• **Fragment**:
# # # # # # #

Dlatego tak łatwo przekonać siebie, że jest metodą na zapewnienie lepszej przyszłości Synku, mama gra dla ciebie
Upalne, czerwcowe
popołudnie na Chmielnej
w Warszawie. Rozglądam się
i czekam. Z tłumu wyłania się
niepozorna brunetka
w beżowych rybaczkach,
czerwonej koszulce
i sportowych okularach.
Zdejmuje okulary, spogląda
mi w oczy i podaje rękę.
– Cześć, jestem Gosia,
skoro mamy rozmawiać
na ten temat, przejdźmy
od razu na ty – zaczyna
stanowczo, ale w jej głosie
słychać niepewność.
Gra o lepszą przyszłość
Małgorzata to ekshazardzistka.
Jest po czterdziestce. Z wykształcenia
ekonomistka, od kilku lat uczy
angielskiego metodą Callana. Jej
przygoda z kasynem zaczęła się
w 1989 roku, kiedy w Polsce oficjalny
hazard był jeszcze nowością.
Właśnie wróciła z Anglii, gdzie spędziła
ponad rok, pracując i starając
się zarobić jakiś grosz na utrzymanie
swoje i dopiero co narodzonego
synka Mikołaja. Na obczyźnie nie
zawsze było różowo, a po powrocie
do kraju nie potrafiła sobie poradzić
z rzeczywistością, która ją otaczała.

# # # # # # #

• **Zadanie 1**: Wypisz dokładnie z tekstu o byłej hazardzistce wycinek zaczynający się od „Dlatego tak łatwo” i ciągnący się aż do „i podaje rękę.”.
• **Zadanie 2**: Przedstaw w formie krótkiej listy akapit tekstu o byłej hazardzistce rozpoczynający się od słów „Małgorzata to ekshazardzistka”, zachowując jego najważniejsze fakty.

# # # # # # #

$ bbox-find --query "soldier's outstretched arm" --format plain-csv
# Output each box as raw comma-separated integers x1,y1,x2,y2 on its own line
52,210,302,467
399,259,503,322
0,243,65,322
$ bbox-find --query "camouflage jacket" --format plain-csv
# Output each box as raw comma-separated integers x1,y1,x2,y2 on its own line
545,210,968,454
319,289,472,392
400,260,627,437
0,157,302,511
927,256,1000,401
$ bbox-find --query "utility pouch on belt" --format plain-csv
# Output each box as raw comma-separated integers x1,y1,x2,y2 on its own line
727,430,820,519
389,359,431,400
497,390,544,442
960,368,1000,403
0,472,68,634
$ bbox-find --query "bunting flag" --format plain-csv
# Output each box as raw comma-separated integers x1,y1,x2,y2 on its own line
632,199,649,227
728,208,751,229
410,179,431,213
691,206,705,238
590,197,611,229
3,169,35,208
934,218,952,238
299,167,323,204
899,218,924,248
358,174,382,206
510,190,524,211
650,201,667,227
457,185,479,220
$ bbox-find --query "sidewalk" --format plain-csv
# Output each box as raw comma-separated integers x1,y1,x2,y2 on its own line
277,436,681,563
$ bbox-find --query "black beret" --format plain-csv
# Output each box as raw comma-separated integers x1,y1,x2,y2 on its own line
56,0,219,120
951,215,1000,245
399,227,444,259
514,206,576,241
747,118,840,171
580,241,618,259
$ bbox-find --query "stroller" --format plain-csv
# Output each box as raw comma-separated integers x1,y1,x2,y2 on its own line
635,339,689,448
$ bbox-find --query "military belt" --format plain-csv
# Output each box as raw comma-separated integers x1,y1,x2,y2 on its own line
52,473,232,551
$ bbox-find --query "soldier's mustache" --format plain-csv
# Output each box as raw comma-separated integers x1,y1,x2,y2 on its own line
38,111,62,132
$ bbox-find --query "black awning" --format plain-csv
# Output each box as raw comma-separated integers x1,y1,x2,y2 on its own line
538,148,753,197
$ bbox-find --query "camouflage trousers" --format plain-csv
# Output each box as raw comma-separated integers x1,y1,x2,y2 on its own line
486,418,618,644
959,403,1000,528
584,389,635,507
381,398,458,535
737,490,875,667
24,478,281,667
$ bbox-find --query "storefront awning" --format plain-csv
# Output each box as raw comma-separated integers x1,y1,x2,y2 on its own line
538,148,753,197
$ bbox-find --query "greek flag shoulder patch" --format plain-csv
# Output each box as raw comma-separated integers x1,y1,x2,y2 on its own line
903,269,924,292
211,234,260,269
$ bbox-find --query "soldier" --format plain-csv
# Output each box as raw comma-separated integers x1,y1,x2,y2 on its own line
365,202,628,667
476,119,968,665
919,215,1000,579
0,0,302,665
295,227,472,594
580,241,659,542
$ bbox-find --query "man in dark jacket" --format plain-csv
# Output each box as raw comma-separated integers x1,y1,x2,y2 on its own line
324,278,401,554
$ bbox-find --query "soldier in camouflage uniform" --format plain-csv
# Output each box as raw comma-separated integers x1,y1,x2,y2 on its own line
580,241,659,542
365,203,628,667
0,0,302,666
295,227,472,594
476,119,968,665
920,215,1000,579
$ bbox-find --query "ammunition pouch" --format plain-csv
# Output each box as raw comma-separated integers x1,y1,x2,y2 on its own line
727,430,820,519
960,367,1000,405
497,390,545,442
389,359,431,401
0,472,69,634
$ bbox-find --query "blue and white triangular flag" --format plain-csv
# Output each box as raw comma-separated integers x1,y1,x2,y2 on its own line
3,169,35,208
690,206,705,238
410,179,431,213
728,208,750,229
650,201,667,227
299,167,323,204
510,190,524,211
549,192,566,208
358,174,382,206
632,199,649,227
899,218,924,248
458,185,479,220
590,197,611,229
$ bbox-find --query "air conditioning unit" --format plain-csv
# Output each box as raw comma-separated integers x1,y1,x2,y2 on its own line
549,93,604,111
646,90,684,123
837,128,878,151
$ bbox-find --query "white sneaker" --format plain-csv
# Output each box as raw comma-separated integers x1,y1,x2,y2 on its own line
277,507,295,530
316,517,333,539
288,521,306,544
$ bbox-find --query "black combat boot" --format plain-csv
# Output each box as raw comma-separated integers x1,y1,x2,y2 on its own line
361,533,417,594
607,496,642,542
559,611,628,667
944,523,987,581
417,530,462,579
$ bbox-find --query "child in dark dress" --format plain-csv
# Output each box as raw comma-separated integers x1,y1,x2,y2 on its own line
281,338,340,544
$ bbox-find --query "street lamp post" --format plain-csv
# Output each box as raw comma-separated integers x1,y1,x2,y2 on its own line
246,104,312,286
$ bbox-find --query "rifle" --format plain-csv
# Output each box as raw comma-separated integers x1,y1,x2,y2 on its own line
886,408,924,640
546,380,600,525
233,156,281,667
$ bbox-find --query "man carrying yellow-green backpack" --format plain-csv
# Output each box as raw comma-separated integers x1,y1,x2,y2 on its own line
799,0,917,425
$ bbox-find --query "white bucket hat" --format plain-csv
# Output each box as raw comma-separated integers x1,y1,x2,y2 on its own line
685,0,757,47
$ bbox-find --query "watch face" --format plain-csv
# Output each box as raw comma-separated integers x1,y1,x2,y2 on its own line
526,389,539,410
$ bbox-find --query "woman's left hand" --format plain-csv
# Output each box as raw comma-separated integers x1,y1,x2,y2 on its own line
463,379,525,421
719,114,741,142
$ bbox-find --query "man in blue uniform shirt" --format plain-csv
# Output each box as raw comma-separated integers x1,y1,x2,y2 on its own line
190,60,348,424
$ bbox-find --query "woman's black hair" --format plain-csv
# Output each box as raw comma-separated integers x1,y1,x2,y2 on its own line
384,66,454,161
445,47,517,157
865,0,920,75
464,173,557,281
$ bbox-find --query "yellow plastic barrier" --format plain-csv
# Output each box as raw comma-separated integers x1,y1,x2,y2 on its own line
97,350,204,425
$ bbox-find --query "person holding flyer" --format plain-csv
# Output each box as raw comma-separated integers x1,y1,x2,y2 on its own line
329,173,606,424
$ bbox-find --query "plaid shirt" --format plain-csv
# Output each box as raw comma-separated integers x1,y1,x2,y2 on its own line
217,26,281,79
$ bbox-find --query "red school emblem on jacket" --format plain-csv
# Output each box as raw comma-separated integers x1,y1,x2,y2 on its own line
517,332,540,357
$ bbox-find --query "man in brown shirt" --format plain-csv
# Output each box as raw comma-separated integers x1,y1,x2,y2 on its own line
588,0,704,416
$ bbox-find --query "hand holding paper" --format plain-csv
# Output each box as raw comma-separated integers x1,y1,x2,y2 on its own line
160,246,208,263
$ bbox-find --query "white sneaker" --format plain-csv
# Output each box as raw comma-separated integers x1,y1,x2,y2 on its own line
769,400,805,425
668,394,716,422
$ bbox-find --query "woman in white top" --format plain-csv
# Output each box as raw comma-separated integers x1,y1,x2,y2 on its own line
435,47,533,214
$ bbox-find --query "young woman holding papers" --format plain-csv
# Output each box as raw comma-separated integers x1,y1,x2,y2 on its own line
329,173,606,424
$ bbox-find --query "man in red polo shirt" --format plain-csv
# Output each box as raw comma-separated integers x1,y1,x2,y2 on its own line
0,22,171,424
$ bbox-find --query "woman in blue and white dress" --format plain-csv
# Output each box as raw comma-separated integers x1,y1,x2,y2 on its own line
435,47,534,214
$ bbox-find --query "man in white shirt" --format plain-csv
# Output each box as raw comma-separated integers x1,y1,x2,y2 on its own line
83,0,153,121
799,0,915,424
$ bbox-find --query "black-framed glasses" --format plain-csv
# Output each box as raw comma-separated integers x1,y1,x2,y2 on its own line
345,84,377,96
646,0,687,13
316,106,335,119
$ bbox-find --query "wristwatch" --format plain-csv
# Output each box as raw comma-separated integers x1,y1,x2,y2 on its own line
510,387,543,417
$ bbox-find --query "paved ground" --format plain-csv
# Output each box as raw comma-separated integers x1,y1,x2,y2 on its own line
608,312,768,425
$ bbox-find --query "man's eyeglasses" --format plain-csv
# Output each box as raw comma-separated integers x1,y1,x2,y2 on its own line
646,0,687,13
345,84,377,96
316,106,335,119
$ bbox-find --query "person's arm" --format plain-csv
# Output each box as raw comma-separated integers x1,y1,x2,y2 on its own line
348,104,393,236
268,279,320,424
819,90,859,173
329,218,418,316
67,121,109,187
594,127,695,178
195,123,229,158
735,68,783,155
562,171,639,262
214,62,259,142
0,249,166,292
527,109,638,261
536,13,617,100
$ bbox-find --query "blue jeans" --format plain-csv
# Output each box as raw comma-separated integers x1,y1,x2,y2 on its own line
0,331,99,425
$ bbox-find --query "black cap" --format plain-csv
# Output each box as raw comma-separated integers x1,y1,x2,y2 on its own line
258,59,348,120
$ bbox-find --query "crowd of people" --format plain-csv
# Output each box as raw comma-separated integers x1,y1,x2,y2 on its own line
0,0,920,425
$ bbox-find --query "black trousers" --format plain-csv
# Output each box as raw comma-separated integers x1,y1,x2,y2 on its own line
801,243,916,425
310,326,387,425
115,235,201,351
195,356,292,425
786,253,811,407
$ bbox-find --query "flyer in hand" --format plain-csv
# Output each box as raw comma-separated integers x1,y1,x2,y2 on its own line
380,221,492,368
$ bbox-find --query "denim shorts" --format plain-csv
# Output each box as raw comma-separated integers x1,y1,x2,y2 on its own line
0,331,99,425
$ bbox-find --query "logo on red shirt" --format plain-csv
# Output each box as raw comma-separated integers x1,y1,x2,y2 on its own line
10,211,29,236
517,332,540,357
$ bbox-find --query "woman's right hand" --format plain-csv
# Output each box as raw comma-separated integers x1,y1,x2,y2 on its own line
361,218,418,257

# # # # # # #

• **Oczekiwana odpowiedź 1**:
Dlatego tak łatwo przekonać siebie, że jest metodą na zapewnienie lepszej przyszłości Synku, mama gra dla ciebie
Upalne, czerwcowe
popołudnie na Chmielnej
w Warszawie. Rozglądam się
i czekam. Z tłumu wyłania się
niepozorna brunetka
w beżowych rybaczkach,
czerwonej koszulce
i sportowych okularach.
Zdejmuje okulary, spogląda
mi w oczy i podaje rękę.

• **Oczekiwana odpowiedź 2**:
- Małgorzata jest ekshazardzistką po czterdziestce.
- Z wykształcenia jest ekonomistką, od kilku lat uczy angielskiego metodą Callana.
- Jej przygoda z kasynem zaczęła się w 1989 roku, gdy oficjalny hazard był w Polsce nowością.
- Wróciła wtedy z Anglii, gdzie przez ponad rok pracowała, by utrzymać siebie i nowo narodzonego synka Mikołaja.
- Na obczyźnie nie zawsze było różowo, a po powrocie do kraju nie radziła sobie z otaczającą ją rzeczywistością.